→ Written instruction:
Write out the items below, starting at the line that contains "Note: mark the team" and ending at the line that contains "pixel 170 84", with both of those lines included. Leave the pictures out of your answer.

-------- Dataset records

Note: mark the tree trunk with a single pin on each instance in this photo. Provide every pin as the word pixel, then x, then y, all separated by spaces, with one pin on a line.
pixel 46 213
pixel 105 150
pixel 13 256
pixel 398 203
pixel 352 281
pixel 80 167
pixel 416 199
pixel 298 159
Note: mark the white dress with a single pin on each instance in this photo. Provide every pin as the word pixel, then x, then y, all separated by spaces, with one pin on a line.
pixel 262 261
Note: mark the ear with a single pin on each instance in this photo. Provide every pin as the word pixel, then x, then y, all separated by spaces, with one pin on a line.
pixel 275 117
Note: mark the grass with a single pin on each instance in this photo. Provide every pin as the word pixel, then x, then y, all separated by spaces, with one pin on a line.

----------------
-------- Dataset records

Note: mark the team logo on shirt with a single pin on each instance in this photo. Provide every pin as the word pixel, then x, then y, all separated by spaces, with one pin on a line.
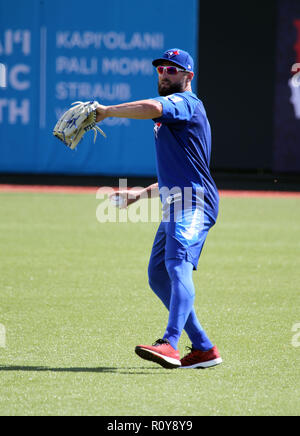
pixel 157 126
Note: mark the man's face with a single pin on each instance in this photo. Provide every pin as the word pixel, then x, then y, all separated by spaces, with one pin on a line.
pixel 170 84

----------------

→ Problem solution:
Note: mark the team logo on shirt with a single pin on each instance in this photo. Provide every pin as the word pixel, then x, then y, all separated by spaces, with one pin on a line.
pixel 157 126
Note: mark the man's face with a single pin on each instance in this photo. Provide every pin as the word pixel, then x, then y, all separated by spaces, with one pin on a line.
pixel 170 84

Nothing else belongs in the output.